Records Start Marker

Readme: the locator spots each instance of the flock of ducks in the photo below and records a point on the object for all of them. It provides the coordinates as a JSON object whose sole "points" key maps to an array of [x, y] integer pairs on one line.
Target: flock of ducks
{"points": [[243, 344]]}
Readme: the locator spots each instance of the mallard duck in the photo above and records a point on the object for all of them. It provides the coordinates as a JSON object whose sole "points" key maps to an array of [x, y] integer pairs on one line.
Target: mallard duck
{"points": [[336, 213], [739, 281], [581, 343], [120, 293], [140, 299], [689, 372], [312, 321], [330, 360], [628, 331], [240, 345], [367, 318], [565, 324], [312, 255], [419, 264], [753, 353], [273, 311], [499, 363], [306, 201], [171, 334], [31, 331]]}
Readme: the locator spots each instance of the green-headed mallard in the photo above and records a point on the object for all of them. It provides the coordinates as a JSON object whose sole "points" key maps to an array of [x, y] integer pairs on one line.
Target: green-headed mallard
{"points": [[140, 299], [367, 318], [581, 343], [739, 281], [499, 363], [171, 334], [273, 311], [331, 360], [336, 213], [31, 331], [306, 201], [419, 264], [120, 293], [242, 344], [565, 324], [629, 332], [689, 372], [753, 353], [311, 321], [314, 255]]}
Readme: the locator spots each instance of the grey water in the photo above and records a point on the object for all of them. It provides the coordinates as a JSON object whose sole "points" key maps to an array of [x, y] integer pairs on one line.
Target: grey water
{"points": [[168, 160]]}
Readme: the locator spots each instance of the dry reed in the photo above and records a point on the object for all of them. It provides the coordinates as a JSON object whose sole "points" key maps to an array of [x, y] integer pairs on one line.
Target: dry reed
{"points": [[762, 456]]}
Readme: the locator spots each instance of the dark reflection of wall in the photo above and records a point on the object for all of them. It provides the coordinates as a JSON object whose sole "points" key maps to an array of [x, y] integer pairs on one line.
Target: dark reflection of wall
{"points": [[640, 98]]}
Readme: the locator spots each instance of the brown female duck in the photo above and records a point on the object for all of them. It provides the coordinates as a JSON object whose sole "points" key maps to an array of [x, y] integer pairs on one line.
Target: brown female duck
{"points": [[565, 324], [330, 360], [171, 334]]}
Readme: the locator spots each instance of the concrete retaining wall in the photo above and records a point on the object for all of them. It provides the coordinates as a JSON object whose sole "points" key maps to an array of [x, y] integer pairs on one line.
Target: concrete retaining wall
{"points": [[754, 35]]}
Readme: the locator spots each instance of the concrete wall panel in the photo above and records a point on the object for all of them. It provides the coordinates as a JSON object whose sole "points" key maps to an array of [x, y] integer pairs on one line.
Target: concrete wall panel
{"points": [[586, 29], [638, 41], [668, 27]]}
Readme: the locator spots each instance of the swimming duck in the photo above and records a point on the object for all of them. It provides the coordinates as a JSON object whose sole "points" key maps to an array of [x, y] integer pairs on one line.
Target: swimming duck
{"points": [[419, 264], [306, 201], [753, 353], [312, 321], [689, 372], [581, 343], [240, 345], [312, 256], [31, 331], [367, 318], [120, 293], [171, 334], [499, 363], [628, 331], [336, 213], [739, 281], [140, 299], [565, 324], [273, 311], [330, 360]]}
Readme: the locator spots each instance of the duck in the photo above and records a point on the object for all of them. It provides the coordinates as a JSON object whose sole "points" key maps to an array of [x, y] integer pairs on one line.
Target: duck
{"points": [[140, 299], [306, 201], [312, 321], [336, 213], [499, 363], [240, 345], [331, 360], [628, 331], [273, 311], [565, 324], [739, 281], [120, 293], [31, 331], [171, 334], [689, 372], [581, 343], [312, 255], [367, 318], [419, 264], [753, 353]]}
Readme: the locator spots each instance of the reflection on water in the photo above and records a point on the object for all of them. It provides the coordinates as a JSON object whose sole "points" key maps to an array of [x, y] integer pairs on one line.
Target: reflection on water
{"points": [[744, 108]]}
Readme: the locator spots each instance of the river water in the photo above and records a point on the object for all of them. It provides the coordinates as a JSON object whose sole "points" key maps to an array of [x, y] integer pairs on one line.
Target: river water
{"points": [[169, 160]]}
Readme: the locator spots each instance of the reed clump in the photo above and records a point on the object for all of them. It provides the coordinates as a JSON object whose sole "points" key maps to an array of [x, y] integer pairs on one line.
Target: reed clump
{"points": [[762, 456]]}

Records End Marker

Assigned task:
The whole of the data above must be given again, unaltered and complete.

Response:
Readme: the locator spots each instance of the flock of ducks in the photo below and records a point on the object for all of them. It provides the coordinates as a JSON object whose sole "points" key maps to an array of [x, y] integer pairs on one line.
Target: flock of ducks
{"points": [[243, 344]]}
Readme: the locator spots each instance of the mallard duck in the photo above and records a point on the object for all of them. It provides the coordinates as a JSON object whose sole "points" key maps to an array of [x, y] integer pairs on one line.
Target: mallard duck
{"points": [[336, 213], [739, 281], [581, 343], [120, 293], [140, 299], [689, 372], [312, 321], [330, 360], [628, 331], [240, 345], [367, 318], [565, 324], [312, 255], [419, 264], [753, 353], [273, 311], [499, 363], [306, 201], [171, 334], [31, 331]]}
Readme: the locator spots each instance of the green-headed mallard in the photo above and records a point on the object for all of them. It provides the coordinates as a JSON object whose sole "points" key maps to an array of [x, y] integer pairs on one line.
Target: green-headed mallard
{"points": [[140, 299], [367, 318], [581, 343], [739, 281], [499, 363], [171, 334], [273, 311], [331, 360], [336, 213], [31, 331], [306, 201], [419, 264], [120, 293], [242, 344], [565, 324], [629, 332], [689, 372], [753, 353], [311, 321], [314, 255]]}
Readme: the locator spots each instance of the grey water in the photo above and records a point on the object for all of them. It provides the coordinates as a JSON object whose sole "points" key maps to an array of [x, y] integer pairs on one line.
Target: grey water
{"points": [[168, 160]]}
Readme: the locator spots each instance of the dry reed in the photo above and records a point on the object for all of them. It provides the coordinates as a JSON object whose sole "points" key maps to an array of [x, y] integer pairs on one line.
Target: dry reed
{"points": [[762, 456]]}
Readme: the locator spots each instance of the dark reflection of wall in the photo above and records a point on the object for all of them. It provides the coordinates as a JSON object whose sole "points" key maps to an array of [x, y] integer pairs on one line.
Target: dark reflection of wall
{"points": [[640, 98]]}
Readme: the locator spots each instance of the brown female duck in the photo above and records a point on the object for all of them. It provides the coordinates as a JSON object whose sole "points" key maps to an array of [x, y] integer pairs on one line.
Target: brown female duck
{"points": [[565, 324], [330, 360], [171, 334]]}
Readme: the locator spots each instance of the concrete retaining wall in the photo above and records a point on the object for all of them. It provides the coordinates as a JSON object whose sole "points" key maps to an array of [x, y] integer pairs on one line.
Target: concrete retaining wall
{"points": [[754, 35]]}
Readme: the locator spots each instance of the concrete wall panel in the photo above and records a point on the object for all of them. It provides the coordinates as a JSON object whose sole "points" key maps to an array of [x, y] integer pairs on one line.
Target: concrete wall panel
{"points": [[586, 29], [638, 41], [668, 27]]}
Readme: the locator spots each instance of the swimming duck in the photo above and records a point on the object for all of them. It provides the coordinates as a JSON object whose sole "points" key maps to an array of [x, y] integer pairs on one line.
Target: swimming duck
{"points": [[419, 264], [306, 201], [753, 353], [312, 321], [689, 372], [581, 343], [240, 345], [312, 256], [31, 331], [367, 318], [120, 293], [171, 334], [499, 363], [628, 331], [336, 213], [739, 281], [140, 299], [565, 324], [273, 311], [330, 360]]}
Readme: the locator spots each instance of the duck in the photo above and records a point on the object for all of them. It provides the coordinates as a JSON object whose sole "points" key maps to an array of [x, y] integer pairs on one line.
Target: duck
{"points": [[140, 299], [306, 201], [312, 321], [336, 213], [499, 363], [240, 345], [331, 360], [628, 331], [273, 311], [565, 324], [739, 281], [120, 293], [31, 331], [171, 334], [689, 372], [581, 343], [312, 255], [367, 318], [419, 264], [753, 353]]}
Readme: the locator spots each instance of the reflection on water in the photo above and records a point on the object for all of them. It provides the coordinates as a JSON object whose sole "points" key maps to an array of [x, y] integer pairs on one line.
Target: reflection on water
{"points": [[744, 108]]}
Readme: the locator spots each instance of the river water in the photo above and records a point on the object for all of them. It provides the coordinates as a JSON object whose sole "points" key maps to an array of [x, y] integer pairs on one line.
Target: river water
{"points": [[169, 160]]}
Readme: the locator spots each instance of the reed clump in the photo above and records a point on the object for all of them. It provides the coordinates as a JSON object whose sole "points" key maps to an array of [x, y] integer pairs on one line.
Target: reed clump
{"points": [[762, 456]]}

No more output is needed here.